* **Passage to read**:
Utility Functions#
This module provides general utility functions for handling PyTorch model parameters and other common tasks in second-order computations.
Flatten Parameters#
- torch_secorder.core.utils.flatten_params(params: Iterable[Tensor]) Tensor[source]#
Flattens a list of parameter tensors into a single concatenated tensor.
- Parameters:
params – An iterable of PyTorch parameter tensors.
- Returns:
A single 1D tensor containing all flattened parameters.
Example:#
import torch
from torch_secorder.core.utils import flatten_params
param1 = torch.randn(2, 3)
param2 = torch.randn(5)
params = [param1, param2]
flat_params = flatten_params(params)
print(f"Flattened parameters shape: {flat_params.shape}")
Unflatten Parameters#
- torch_secorder.core.utils.unflatten_params(flat_params: Tensor, param_shapes: List[Size]) List[Tensor][source]#
Unflattens a single tensor of parameters back into a list of tensors with original shapes.
- Parameters:
flat_params – A 1D tensor containing all flattened parameters.
param_shapes – A list of torch.Size objects, representing the original shapes of the parameters.
- Returns:
A list of PyTorch tensors with their original shapes.
Example:#
import torch
from torch_secorder.core.utils import unflatten_params, get_param_shapes
param1 = torch.randn(2, 3)
param2 = torch.randn(5)
params = [param1, param2]
flat_params = flatten_params(params)
param_shapes = get_param_shapes(params)
unflat_params = unflatten_params(flat_params, param_shapes)
print(f"Unflattened param1 shape: {unflat_params[0].shape}")
print(f"Unflattened param2 shape: {unflat_params[1].shape}")
Get Parameter Shapes#
- torch_secorder.core.utils.get_param_shapes(params: Iterable[Tensor]) List[Size][source]#
Retrieves the shapes of an iterable of parameter tensors.
- Parameters:
params – An iterable of PyTorch parameter tensors.
- Returns:
A list of torch.Size objects, each representing the shape of a parameter.
Example:#
import torch
from torch_secorder.core.utils import get_param_shapes
param1 = torch.randn(2, 3)
param2 = torch.randn(5)
params = [param1, param2]
shapes = get_param_shapes(params)
print(f"Parameter shapes: {shapes}")

* **Raw data**:
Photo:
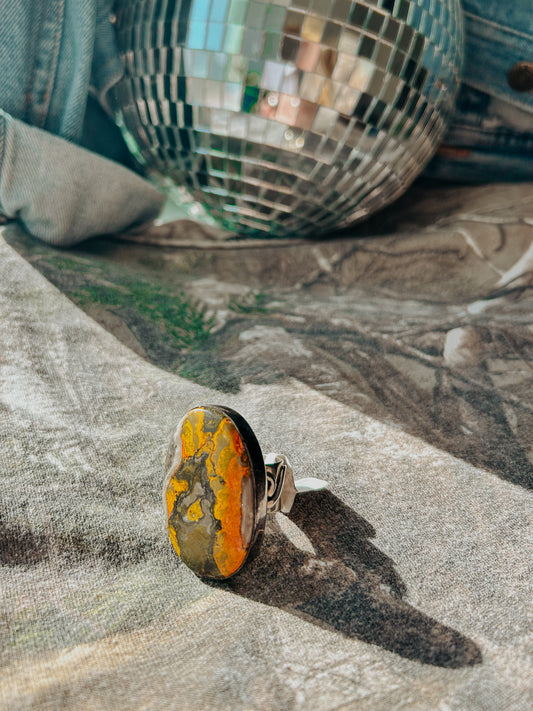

* **Objective**: Based on the utility functions documentation, explain why the example for unflatten_params calls get_param_shapes on the parameters before calling unflatten_params.

* **Output for this exercise**: Besides the 1D tensor of flattened parameters, unflatten_params takes a list of torch.Size objects that represent the parameters' original shapes. get_param_shapes returns exactly that list from the parameter tensors. Passing it in lets unflatten_params return a list of tensors with their original shapes.